Point annotation records
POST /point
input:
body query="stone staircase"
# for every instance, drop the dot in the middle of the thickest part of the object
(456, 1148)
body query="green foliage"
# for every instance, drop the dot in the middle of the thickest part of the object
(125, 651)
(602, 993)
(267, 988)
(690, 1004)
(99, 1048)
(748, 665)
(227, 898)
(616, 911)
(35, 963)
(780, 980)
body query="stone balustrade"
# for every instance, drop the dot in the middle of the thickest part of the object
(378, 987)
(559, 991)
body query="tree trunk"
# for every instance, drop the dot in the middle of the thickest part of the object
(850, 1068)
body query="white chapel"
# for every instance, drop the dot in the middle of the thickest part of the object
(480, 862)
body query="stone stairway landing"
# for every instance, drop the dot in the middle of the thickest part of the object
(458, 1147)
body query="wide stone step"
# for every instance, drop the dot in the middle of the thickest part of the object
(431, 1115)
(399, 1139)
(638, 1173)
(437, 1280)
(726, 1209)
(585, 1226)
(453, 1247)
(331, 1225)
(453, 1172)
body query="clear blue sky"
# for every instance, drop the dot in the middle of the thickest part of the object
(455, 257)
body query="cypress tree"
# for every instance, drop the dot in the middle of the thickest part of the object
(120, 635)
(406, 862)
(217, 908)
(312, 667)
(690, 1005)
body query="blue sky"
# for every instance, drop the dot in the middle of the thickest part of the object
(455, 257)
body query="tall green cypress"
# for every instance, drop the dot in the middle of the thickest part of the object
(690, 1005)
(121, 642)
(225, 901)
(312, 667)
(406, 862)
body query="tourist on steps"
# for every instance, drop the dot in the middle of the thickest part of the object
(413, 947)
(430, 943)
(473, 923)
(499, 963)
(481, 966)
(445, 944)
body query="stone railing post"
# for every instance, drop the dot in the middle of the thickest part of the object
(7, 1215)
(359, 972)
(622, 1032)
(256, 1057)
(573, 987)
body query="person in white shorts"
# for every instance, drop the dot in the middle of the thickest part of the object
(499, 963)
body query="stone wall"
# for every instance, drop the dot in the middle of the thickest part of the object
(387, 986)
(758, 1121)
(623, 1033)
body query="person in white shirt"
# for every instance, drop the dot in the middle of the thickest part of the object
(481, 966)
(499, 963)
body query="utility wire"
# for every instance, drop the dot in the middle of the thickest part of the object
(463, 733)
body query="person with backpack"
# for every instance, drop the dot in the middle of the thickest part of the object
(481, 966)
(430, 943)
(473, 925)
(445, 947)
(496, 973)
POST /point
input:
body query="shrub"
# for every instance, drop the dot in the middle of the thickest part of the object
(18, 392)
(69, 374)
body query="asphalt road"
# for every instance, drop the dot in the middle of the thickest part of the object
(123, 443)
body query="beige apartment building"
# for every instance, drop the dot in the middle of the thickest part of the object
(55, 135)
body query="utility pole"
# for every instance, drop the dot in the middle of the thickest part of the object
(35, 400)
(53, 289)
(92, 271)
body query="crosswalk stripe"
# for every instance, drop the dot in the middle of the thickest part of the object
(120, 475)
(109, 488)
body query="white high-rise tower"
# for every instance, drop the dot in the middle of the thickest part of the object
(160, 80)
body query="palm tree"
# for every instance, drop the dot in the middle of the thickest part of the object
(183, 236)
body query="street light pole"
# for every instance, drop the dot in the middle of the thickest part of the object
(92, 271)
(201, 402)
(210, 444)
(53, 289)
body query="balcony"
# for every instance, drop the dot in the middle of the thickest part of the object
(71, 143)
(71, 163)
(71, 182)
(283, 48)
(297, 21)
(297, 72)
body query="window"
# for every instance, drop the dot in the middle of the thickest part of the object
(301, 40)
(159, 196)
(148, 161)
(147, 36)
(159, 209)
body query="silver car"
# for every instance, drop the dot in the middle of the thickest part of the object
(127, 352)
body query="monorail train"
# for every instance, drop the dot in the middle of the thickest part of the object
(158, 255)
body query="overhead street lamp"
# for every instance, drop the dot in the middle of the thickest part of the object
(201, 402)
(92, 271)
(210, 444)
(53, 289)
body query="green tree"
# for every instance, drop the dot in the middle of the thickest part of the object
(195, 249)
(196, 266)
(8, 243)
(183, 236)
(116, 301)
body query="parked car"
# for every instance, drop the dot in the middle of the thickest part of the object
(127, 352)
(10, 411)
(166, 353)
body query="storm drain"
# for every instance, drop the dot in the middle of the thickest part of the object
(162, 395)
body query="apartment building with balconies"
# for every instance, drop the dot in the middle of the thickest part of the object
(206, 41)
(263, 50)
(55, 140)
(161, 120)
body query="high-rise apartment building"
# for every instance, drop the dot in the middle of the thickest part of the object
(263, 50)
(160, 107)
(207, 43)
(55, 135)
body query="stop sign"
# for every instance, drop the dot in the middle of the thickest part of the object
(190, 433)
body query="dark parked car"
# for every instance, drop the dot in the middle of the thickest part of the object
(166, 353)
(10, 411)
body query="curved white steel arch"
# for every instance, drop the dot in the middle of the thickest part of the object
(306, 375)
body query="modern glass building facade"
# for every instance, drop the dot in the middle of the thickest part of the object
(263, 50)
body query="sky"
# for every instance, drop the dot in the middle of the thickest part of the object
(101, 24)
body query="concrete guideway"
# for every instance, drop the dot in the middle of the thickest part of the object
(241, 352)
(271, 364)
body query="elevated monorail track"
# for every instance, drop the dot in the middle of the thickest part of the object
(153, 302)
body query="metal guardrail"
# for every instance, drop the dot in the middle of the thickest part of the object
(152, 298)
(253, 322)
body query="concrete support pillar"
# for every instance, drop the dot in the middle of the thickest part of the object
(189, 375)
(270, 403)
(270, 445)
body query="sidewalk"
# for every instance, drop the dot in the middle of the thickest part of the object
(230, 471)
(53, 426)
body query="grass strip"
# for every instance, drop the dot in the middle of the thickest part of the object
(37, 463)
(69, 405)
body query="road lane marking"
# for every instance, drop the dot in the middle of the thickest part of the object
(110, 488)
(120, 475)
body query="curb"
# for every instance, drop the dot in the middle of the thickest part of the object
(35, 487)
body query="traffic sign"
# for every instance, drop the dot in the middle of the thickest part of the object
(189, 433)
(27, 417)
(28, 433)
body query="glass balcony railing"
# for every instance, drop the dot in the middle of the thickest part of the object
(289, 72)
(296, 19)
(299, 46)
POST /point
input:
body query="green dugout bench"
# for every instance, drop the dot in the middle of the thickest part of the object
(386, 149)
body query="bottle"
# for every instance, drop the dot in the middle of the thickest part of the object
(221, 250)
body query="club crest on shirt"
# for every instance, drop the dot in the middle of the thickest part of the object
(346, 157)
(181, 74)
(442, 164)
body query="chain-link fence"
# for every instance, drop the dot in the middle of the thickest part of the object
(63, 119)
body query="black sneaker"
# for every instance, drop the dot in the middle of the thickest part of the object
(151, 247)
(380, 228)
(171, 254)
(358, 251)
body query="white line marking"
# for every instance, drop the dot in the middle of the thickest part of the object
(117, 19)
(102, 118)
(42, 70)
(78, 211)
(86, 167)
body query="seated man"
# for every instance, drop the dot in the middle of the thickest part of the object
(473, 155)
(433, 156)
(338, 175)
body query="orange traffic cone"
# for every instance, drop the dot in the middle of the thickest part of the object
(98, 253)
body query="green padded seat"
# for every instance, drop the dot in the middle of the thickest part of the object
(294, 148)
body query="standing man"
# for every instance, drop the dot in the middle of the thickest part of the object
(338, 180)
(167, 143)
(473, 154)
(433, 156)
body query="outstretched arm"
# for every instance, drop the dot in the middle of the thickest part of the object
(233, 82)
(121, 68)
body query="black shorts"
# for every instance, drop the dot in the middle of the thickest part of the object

■ Short problem:
Return what is listed above, exactly and completely.

■ Response to this task:
POST /point
input:
body query="stone staircase"
# for every instance, drop the dot in the middle of the thickest part of the object
(456, 1148)
body query="green foliage"
# for every instance, drop the dot in the middle of the thickest part of the object
(125, 651)
(602, 993)
(267, 988)
(690, 1004)
(99, 1048)
(748, 665)
(227, 898)
(616, 911)
(35, 963)
(780, 980)
body query="stone balustrade"
# for every instance, drop the dot in the middle of the thickest part of the object
(378, 987)
(559, 991)
body query="tree trunk"
# for every instance, drop the dot in the middle of the thickest part of the object
(850, 1068)
body query="white chapel"
# for every instance, drop the dot in the middle of the thickest part of the object
(480, 862)
body query="stone stairway landing"
# for every instance, drop the dot in the middle of the thickest part of the object
(458, 1147)
body query="wide stone step"
# for every instance, drop the dot in the middle of the thickest part of the object
(431, 1115)
(399, 1139)
(638, 1173)
(437, 1280)
(726, 1209)
(585, 1226)
(453, 1247)
(331, 1225)
(453, 1172)
body query="clear blue sky"
# for every instance, drop the dot in the middle of the thickest part of the object
(455, 257)
body query="cypress tree"
# for every instance, drop the dot in the middle of the thickest part of the object
(120, 635)
(406, 862)
(217, 908)
(312, 667)
(690, 1005)
body query="blue sky"
# for every instance, drop the dot in the middle of the thickest part of the object
(455, 257)
body query="tall green cypress"
# for every instance, drop the dot in the middle of the thickest part of the object
(690, 1005)
(121, 642)
(225, 901)
(312, 667)
(406, 862)
body query="tourist on steps"
# for every instance, drop the dot in the middle of the thickest part of the object
(413, 947)
(430, 943)
(473, 923)
(499, 963)
(481, 966)
(445, 944)
body query="stone railing post"
# for every instance, drop the dot in the middle of the thickest part of the object
(7, 1215)
(359, 972)
(622, 1032)
(256, 1057)
(573, 987)
body query="person in white shorts"
# for every instance, drop the dot in the middle of the thickest part of the object
(499, 963)
body query="stone wall"
# for every instance, drop the dot in the middle of the thickest part of the object
(387, 986)
(758, 1121)
(623, 1033)
body query="person in white shirt"
# for every instance, drop the dot in the middle of the thickest part of the object
(481, 966)
(499, 963)
body query="utility wire"
# for every instance, drop the dot in the middle of the thickest part of the object
(463, 733)
body query="person with backpack"
# for every instance, drop the dot in the middle of the thickest part of the object
(481, 966)
(430, 943)
(473, 925)
(445, 947)
(496, 973)
POST /point
input:
body query="shrub"
# for every instance, drop the dot in the middle of the thickest part of the object
(18, 392)
(69, 374)
body query="asphalt road"
# for every instance, drop the dot in the middle of the thickest part of the object
(123, 443)
body query="beige apartment building"
# for every instance, drop the dot in the middle of the thickest part of the object
(55, 135)
body query="utility pole"
# for every instance, drop the dot in the middle of the thickest part of the object
(35, 400)
(53, 289)
(92, 271)
body query="crosswalk stripe"
# for every instance, drop the dot in the middle of the thickest part of the object
(120, 475)
(109, 488)
body query="white high-rise tower"
# for every instance, drop the dot in the middle of the thickest part of the object
(160, 80)
body query="palm tree"
# for every instance, drop the dot in the middle of the thickest part of the object
(183, 236)
body query="street light pole"
# for every instance, drop the dot in the middle of the thickest part of the object
(92, 271)
(201, 402)
(210, 444)
(53, 289)
body query="balcony"
# for every instance, drop the dot in the middle of the thickest part of the object
(71, 143)
(71, 163)
(71, 182)
(283, 48)
(297, 21)
(297, 72)
body query="window"
# for every instance, drop the dot in the middle of the thickest part of the object
(301, 40)
(159, 196)
(148, 161)
(147, 36)
(159, 209)
body query="silver car"
# for every instance, drop the dot in the middle of the thickest part of the object
(127, 352)
body query="monorail train"
# for every instance, drop the dot in the middle of the thickest part of the object
(158, 255)
body query="overhead street lamp"
# for every instance, drop the dot in the middle of the thickest part of the object
(201, 402)
(92, 271)
(210, 444)
(53, 289)
body query="green tree"
# for every instance, drop the dot in the middle of the thickest part of the object
(195, 249)
(196, 266)
(8, 243)
(183, 236)
(116, 301)
body query="parked car"
# for every instance, drop the dot in the middle of the thickest part of the object
(127, 352)
(10, 411)
(166, 353)
body query="storm drain"
# for every instance, drop the dot in the middle of the thickest part of the object
(162, 395)
body query="apartment building with balconies"
# for every instance, drop the dot in the middle of the thickest part of the object
(206, 41)
(263, 50)
(55, 140)
(161, 120)
body query="high-rise apartment building"
# for every instance, drop the dot in the middle of the thickest part of the object
(263, 50)
(160, 107)
(207, 43)
(55, 135)
body query="stop sign"
# for every instance, drop the dot in the middle of the thickest part of the object
(190, 433)
body query="dark parked car"
# for every instance, drop the dot in the middle of the thickest part of the object
(166, 353)
(10, 411)
body query="curved white steel arch"
# for every instance, drop the dot in the middle of the thickest part of the object
(306, 375)
body query="modern glass building facade"
# for every instance, drop the dot in the middle of the thickest part of the object
(263, 50)
body query="sky"
# for every instance, drop the dot in the middle of the thickest part of the object
(101, 24)
body query="concrete guideway"
# for every instance, drop the dot in the middle of the thickest part of the object
(241, 352)
(271, 364)
body query="elevated monorail track"
# for every instance, drop the dot in the middle of the thickest part of the object
(153, 302)
body query="metal guardrail"
# for every instance, drop the dot in the middle of the thickest part of the object
(152, 298)
(253, 322)
body query="concrete support pillar"
# for every instance, drop the dot in the middle of the thickest part of the object
(189, 375)
(270, 403)
(270, 445)
body query="sidewalk"
# for every instance, drop the dot in the middle of the thickest part of the object
(230, 471)
(53, 426)
body query="grass strip"
# for every instance, drop the dot in the middle of the thickest part of the object
(37, 463)
(69, 405)
body query="road lane marking"
# for every instance, drop the dot in the middle of the thickest part of the object
(110, 488)
(120, 475)
body query="curb"
# for every instance, drop the dot in the middle of the thickest part of the object
(35, 487)
body query="traffic sign"
# for every instance, drop the dot in the middle of the thickest part of the object
(189, 433)
(27, 417)
(28, 433)
body query="glass balcony railing"
# for every instance, drop the dot in the middle of the thickest part of the object
(289, 72)
(296, 19)
(299, 46)
POST /point
input:
body query="green dugout bench"
# for every instance, drop the dot in the middle of the thickest part of the object
(386, 149)
body query="bottle"
# for every instance, drop the dot in the middle of the thickest part of the object
(221, 250)
body query="club crest on shirt"
# for every instance, drop the dot in the middle of the thickest part of the object
(346, 157)
(181, 74)
(442, 164)
body query="chain-link fence"
# for every instance, drop the dot in the middle of the thickest part of the object
(63, 119)
body query="black sneaker"
# for every instance, drop the dot in the middle of the thickest part of the object
(151, 247)
(380, 228)
(171, 254)
(358, 251)
body query="white line marking"
# for every instance, drop the dot in the middle of the thickest part of the object
(117, 19)
(102, 118)
(42, 70)
(78, 211)
(86, 167)
body query="seated man"
# for every instance, drop the dot in the middle of the thickest part of the object
(473, 155)
(433, 156)
(338, 175)
body query="orange traffic cone"
# for every instance, drop the dot in the middle of the thickest part of the object
(98, 253)
body query="green padded seat"
# for every instance, drop the dot in the middle of the thickest part of the object
(294, 148)
body query="standing man"
# for every instance, drop the dot in the middle of the thickest part of the object
(338, 180)
(167, 143)
(473, 154)
(433, 156)
body query="outstretched arm"
# for every instance, drop the dot in the middle of the thickest part of the object
(233, 82)
(121, 68)
body query="black shorts"
# for every instance, drop the dot in the middle of the thickest part of the object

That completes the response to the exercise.